**Problem to solve**
Change every "Quickstart" in the records below to "Getting Started", keeping everything else the same.

**Exercise materials**
□ □ □
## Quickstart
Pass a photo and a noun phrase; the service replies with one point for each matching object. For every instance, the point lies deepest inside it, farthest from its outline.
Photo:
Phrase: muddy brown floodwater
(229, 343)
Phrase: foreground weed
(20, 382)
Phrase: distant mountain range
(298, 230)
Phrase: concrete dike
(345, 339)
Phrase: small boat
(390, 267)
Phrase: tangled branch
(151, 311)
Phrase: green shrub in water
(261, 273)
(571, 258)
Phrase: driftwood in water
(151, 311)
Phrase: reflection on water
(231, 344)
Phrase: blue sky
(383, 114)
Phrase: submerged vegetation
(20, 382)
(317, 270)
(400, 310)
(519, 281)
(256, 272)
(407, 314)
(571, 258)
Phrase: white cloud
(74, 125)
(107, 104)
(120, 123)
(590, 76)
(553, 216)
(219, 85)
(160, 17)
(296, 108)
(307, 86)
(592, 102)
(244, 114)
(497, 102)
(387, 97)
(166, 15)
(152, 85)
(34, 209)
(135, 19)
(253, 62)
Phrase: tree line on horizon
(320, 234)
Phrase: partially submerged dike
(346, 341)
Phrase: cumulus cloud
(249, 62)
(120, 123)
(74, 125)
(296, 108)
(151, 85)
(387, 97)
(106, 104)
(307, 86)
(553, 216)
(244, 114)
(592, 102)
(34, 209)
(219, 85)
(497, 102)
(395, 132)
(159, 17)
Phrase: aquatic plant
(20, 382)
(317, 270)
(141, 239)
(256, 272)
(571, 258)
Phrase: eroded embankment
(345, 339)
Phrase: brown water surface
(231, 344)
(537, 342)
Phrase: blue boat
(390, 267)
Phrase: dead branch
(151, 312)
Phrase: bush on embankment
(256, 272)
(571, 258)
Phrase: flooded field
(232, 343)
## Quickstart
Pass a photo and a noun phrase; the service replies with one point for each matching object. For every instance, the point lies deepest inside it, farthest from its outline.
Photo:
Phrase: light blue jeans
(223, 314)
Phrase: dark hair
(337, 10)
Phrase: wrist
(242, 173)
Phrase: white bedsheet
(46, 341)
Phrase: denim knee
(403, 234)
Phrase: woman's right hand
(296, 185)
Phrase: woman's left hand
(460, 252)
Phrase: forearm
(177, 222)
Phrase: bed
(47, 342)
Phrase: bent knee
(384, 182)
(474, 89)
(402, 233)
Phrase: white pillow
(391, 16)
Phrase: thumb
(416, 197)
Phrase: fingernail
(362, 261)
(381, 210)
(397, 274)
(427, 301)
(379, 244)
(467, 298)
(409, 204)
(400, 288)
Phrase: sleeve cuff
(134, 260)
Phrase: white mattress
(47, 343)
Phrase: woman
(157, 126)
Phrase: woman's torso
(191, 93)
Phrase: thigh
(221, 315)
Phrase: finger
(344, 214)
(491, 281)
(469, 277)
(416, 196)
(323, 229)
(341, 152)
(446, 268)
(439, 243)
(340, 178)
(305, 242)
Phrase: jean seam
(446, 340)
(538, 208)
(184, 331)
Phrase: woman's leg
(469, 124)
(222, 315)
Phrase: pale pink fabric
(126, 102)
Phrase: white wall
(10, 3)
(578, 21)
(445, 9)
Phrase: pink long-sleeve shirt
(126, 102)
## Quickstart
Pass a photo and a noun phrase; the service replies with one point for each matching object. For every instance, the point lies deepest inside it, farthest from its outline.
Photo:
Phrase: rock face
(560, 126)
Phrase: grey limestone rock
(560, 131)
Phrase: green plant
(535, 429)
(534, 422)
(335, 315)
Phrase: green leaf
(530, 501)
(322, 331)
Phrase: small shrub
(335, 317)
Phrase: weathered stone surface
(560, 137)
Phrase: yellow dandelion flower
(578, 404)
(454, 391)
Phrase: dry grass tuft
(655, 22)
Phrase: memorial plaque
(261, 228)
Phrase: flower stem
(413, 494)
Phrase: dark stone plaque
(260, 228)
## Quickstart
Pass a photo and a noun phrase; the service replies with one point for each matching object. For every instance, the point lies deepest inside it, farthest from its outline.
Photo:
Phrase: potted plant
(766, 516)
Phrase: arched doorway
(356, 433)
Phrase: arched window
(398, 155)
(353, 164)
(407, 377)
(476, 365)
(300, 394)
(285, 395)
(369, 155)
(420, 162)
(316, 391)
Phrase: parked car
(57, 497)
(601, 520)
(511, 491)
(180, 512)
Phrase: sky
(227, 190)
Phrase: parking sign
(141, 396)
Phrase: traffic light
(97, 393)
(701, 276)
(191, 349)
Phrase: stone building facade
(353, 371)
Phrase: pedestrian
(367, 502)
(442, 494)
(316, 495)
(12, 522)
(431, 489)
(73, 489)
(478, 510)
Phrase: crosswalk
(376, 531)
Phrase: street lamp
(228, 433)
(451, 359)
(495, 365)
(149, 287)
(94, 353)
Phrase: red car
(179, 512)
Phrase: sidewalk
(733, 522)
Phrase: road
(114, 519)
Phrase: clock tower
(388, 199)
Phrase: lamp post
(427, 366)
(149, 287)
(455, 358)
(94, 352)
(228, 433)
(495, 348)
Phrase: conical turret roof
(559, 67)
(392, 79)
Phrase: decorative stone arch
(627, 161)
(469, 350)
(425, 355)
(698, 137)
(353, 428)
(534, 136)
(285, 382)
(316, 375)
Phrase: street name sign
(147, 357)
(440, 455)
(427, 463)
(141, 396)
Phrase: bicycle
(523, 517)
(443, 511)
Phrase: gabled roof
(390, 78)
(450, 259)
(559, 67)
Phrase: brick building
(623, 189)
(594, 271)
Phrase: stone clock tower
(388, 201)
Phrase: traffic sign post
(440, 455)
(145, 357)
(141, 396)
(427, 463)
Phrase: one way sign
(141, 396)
□ □ □
**Task response**
## Getting Started
Pass a photo and a noun phrase; the service replies with one point for each matching object. For every instance, the point lies deepest inside it, farthest from its outline.
Photo:
Phrase: muddy brown floodwater
(229, 343)
Phrase: foreground weed
(20, 382)
Phrase: distant mountain range
(298, 230)
Phrase: concrete dike
(345, 339)
Phrase: small boat
(390, 267)
Phrase: tangled branch
(151, 311)
Phrase: green shrub in water
(261, 273)
(571, 258)
Phrase: driftwood in water
(151, 311)
Phrase: reflection on water
(231, 344)
Phrase: blue sky
(383, 114)
Phrase: submerged vegetation
(20, 382)
(317, 270)
(400, 310)
(519, 281)
(256, 272)
(407, 314)
(571, 258)
Phrase: white cloud
(74, 125)
(107, 104)
(120, 123)
(590, 76)
(553, 216)
(219, 85)
(160, 17)
(296, 108)
(307, 86)
(592, 102)
(244, 114)
(497, 102)
(387, 97)
(166, 15)
(152, 85)
(34, 209)
(135, 19)
(253, 62)
Phrase: tree line on horizon
(320, 234)
Phrase: partially submerged dike
(346, 341)
Phrase: cumulus cloud
(249, 62)
(120, 123)
(74, 125)
(296, 108)
(151, 85)
(387, 97)
(106, 104)
(307, 86)
(553, 216)
(244, 114)
(592, 102)
(34, 209)
(219, 85)
(497, 102)
(395, 132)
(159, 17)
Phrase: aquatic plant
(20, 382)
(317, 270)
(141, 239)
(256, 272)
(571, 258)
Phrase: eroded embankment
(345, 339)
Phrase: brown water surface
(231, 344)
(537, 342)
Phrase: blue boat
(390, 267)
Phrase: dead branch
(151, 312)
Phrase: bush on embankment
(256, 272)
(571, 258)
Phrase: flooded field
(232, 343)
## Getting Started
Pass a photo and a noun phrase; the service replies with one point for each matching object. For every instance, the point lies deepest inside it, farthest from its outline.
Photo:
Phrase: light blue jeans
(223, 314)
Phrase: dark hair
(337, 10)
Phrase: wrist
(242, 173)
Phrase: white bedsheet
(46, 341)
Phrase: denim knee
(403, 234)
Phrase: woman's right hand
(296, 185)
Phrase: woman's left hand
(460, 252)
Phrase: forearm
(177, 222)
Phrase: bed
(47, 342)
Phrase: bent knee
(384, 182)
(474, 89)
(402, 233)
Phrase: white pillow
(391, 16)
Phrase: thumb
(416, 197)
Phrase: fingernail
(362, 261)
(381, 210)
(397, 274)
(427, 301)
(379, 244)
(467, 298)
(409, 204)
(400, 288)
Phrase: sleeve cuff
(134, 260)
Phrase: white mattress
(47, 343)
Phrase: woman
(157, 126)
Phrase: woman's torso
(191, 93)
Phrase: thigh
(221, 315)
Phrase: finger
(344, 214)
(491, 281)
(469, 277)
(416, 196)
(323, 229)
(341, 152)
(446, 268)
(439, 243)
(340, 178)
(305, 242)
Phrase: jean seam
(446, 340)
(538, 208)
(184, 331)
Phrase: woman's leg
(469, 124)
(222, 315)
Phrase: pale pink fabric
(126, 102)
Phrase: white wall
(10, 3)
(578, 21)
(445, 9)
Phrase: pink long-sleeve shirt
(126, 102)
## Getting Started
Pass a photo and a noun phrase; the service replies with one point for each matching object. For every instance, the point lies deepest inside it, farthest from its outline.
Photo:
Phrase: rock face
(560, 126)
Phrase: grey limestone rock
(560, 131)
Phrase: green plant
(535, 429)
(534, 422)
(335, 315)
Phrase: green leaf
(530, 501)
(322, 331)
Phrase: small shrub
(335, 317)
Phrase: weathered stone surface
(560, 137)
Phrase: yellow dandelion flower
(578, 404)
(454, 391)
Phrase: dry grass tuft
(655, 22)
Phrase: memorial plaque
(261, 228)
Phrase: flower stem
(413, 494)
Phrase: dark stone plaque
(260, 228)
## Getting Started
Pass a photo and a noun phrase; the service replies with one point for each matching object. For every instance, the point lies deepest inside it, farthest from its outline.
Photo:
Phrase: potted plant
(766, 516)
Phrase: arched doorway
(356, 433)
Phrase: arched window
(398, 155)
(353, 164)
(407, 377)
(476, 365)
(300, 394)
(285, 395)
(369, 155)
(420, 162)
(316, 391)
Phrase: parked car
(57, 497)
(601, 520)
(511, 491)
(180, 512)
Phrase: sky
(227, 190)
Phrase: parking sign
(141, 396)
Phrase: traffic light
(97, 393)
(701, 276)
(191, 349)
Phrase: stone building facade
(353, 371)
Phrase: pedestrian
(367, 502)
(442, 494)
(316, 495)
(12, 522)
(431, 489)
(73, 489)
(478, 510)
Phrase: crosswalk
(376, 531)
Phrase: street lamp
(228, 433)
(451, 359)
(495, 365)
(149, 287)
(94, 353)
Phrase: red car
(179, 512)
Phrase: sidewalk
(733, 522)
Phrase: road
(114, 519)
Phrase: clock tower
(388, 199)
Phrase: lamp post
(427, 366)
(149, 287)
(455, 358)
(94, 352)
(228, 433)
(495, 348)
Phrase: conical turret roof
(559, 67)
(392, 79)
Phrase: decorative stone arch
(627, 161)
(469, 350)
(425, 355)
(698, 137)
(353, 428)
(534, 136)
(285, 382)
(316, 375)
Phrase: street name sign
(147, 357)
(440, 455)
(427, 463)
(141, 396)
Phrase: bicycle
(523, 517)
(443, 511)
Phrase: gabled roof
(390, 78)
(450, 259)
(559, 67)
Phrase: brick building
(623, 189)
(594, 271)
Phrase: stone clock tower
(388, 201)
Phrase: traffic sign post
(440, 455)
(145, 357)
(141, 396)
(427, 463)
Phrase: one way sign
(141, 396)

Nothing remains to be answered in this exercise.